Exercise prompt: Pull out every line of the material below that contains the string "tree", and copy each one as it appears.

Excerpts of pointing data:
╔══

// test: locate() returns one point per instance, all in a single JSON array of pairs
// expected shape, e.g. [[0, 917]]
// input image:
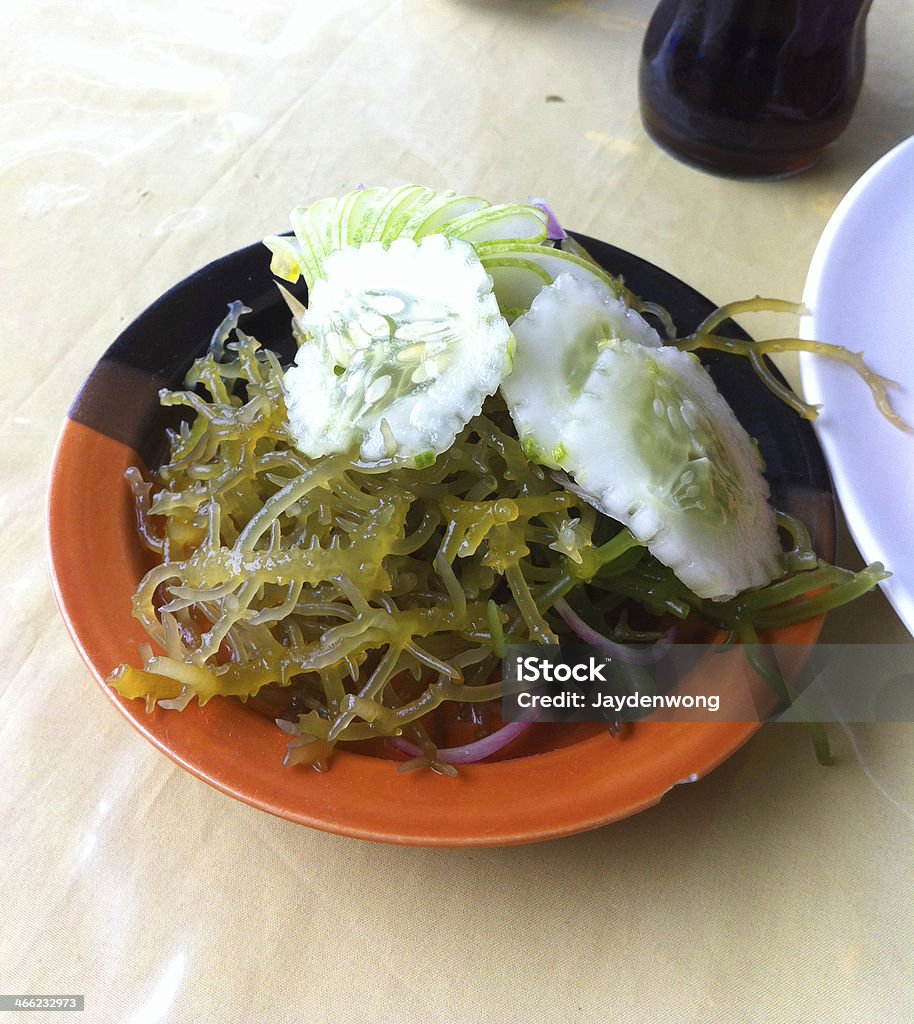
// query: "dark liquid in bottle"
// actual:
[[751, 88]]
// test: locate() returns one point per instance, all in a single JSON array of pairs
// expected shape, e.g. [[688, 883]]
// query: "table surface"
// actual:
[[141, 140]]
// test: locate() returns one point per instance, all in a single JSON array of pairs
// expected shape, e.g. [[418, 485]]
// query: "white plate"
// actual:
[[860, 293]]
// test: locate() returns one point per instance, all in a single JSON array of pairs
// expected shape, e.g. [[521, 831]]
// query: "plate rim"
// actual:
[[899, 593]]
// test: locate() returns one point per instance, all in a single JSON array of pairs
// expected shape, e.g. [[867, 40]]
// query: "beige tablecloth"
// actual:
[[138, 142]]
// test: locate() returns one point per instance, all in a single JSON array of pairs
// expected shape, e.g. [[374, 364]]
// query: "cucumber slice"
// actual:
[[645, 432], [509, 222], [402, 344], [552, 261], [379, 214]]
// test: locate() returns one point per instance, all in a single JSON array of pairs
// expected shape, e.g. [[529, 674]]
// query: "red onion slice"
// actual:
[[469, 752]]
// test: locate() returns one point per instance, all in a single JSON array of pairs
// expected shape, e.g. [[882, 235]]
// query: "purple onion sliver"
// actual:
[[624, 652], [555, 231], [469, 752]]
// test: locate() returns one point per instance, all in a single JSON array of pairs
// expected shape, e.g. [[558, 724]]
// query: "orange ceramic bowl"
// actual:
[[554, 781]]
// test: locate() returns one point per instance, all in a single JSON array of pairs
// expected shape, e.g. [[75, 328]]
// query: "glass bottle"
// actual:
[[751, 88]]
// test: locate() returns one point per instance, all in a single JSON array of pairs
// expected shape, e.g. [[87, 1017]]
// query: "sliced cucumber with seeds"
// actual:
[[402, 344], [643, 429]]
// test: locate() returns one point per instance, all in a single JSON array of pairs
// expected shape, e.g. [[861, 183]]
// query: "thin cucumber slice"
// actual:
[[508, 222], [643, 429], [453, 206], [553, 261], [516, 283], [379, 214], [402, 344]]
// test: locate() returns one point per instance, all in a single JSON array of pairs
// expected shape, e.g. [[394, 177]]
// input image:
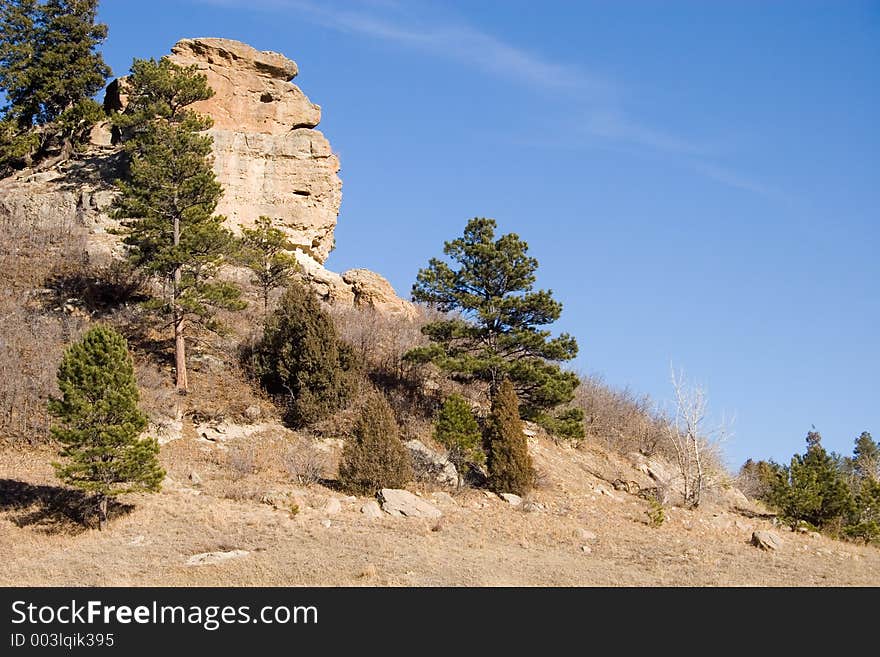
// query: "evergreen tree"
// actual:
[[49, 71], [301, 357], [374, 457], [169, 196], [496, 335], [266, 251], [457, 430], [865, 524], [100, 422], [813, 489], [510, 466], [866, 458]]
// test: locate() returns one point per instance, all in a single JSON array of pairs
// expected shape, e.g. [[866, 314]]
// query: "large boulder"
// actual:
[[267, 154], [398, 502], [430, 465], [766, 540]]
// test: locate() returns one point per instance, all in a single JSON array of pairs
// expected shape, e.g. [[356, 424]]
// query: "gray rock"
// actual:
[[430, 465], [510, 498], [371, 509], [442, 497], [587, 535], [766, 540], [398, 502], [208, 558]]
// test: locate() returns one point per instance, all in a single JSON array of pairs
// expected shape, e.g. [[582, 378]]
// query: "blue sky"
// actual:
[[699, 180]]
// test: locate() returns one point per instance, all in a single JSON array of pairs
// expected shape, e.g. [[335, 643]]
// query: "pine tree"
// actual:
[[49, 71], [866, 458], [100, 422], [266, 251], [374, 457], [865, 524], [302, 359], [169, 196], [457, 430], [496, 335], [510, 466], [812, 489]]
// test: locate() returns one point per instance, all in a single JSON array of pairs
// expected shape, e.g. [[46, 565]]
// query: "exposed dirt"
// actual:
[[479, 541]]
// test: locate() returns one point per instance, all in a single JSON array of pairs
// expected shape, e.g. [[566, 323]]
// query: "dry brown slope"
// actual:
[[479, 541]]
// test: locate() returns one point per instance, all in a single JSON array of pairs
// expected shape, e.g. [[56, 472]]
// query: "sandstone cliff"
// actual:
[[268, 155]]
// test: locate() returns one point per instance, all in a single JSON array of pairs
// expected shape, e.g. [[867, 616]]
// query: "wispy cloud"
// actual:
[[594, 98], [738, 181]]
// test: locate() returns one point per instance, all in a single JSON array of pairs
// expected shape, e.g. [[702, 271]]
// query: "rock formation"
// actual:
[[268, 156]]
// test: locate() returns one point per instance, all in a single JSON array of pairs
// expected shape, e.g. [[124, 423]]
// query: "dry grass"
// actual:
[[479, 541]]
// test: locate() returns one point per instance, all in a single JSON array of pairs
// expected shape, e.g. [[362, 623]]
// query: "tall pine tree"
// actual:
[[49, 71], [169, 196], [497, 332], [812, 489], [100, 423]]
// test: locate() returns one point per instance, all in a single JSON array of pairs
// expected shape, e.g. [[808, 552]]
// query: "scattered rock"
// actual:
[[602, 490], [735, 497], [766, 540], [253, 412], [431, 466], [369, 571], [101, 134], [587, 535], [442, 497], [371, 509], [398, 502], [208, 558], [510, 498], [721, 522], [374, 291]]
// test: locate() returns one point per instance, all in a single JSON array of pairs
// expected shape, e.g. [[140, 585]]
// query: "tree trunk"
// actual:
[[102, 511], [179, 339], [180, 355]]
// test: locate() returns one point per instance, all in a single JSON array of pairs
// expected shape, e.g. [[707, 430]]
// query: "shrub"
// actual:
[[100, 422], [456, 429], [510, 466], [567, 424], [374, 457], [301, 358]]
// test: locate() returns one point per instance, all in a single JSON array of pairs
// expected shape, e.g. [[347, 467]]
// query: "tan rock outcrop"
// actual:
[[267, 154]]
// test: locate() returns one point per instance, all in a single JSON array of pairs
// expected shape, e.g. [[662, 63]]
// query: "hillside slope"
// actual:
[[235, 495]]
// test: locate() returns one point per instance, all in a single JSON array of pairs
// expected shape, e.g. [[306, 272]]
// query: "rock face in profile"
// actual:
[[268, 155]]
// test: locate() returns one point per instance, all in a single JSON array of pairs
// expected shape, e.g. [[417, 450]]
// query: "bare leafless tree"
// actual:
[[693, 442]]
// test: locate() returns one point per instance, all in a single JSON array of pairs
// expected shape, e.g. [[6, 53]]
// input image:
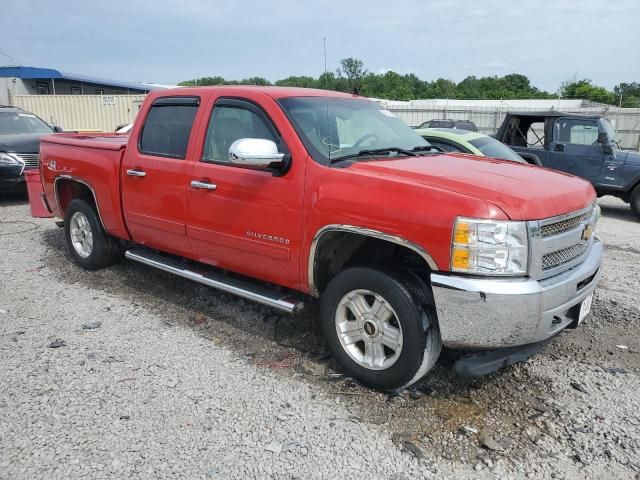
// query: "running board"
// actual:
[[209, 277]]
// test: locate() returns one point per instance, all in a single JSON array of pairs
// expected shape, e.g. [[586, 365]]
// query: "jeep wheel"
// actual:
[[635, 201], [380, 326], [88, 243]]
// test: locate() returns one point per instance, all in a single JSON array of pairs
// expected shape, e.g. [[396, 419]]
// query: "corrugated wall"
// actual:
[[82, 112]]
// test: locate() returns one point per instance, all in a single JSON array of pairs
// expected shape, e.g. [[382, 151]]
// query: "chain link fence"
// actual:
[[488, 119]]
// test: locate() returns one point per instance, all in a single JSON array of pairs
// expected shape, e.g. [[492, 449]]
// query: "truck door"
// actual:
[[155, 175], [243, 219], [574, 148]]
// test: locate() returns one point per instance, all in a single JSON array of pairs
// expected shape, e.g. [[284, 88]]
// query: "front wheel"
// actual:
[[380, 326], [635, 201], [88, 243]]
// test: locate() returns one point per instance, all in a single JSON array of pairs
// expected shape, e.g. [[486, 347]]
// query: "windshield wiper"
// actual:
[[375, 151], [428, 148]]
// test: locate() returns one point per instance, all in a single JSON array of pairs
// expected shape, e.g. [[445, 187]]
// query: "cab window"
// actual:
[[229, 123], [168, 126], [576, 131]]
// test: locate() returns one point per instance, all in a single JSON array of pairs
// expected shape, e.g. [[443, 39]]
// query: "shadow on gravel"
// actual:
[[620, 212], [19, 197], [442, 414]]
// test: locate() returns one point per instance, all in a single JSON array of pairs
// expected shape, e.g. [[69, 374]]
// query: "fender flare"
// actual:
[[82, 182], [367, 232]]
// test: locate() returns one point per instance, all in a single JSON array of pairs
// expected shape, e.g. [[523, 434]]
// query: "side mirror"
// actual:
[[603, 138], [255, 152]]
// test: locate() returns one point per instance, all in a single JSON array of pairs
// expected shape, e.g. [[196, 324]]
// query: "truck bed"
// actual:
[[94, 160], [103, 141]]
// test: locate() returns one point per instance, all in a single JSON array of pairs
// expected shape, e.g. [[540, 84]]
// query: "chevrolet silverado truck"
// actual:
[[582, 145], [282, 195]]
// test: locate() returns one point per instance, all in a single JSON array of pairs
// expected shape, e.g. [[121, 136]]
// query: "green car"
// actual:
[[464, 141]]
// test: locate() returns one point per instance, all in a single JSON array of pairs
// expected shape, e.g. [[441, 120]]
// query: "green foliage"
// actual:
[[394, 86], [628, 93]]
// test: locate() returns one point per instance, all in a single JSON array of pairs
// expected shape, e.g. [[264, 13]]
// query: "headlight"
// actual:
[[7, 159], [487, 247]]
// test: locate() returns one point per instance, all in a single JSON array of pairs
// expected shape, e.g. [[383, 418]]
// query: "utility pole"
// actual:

╚══

Problem solution:
// query: "evergreen tree"
// query: "pine tree"
// query: "tall pine tree"
// query: "tree trunk"
// query: "bare leafless tree"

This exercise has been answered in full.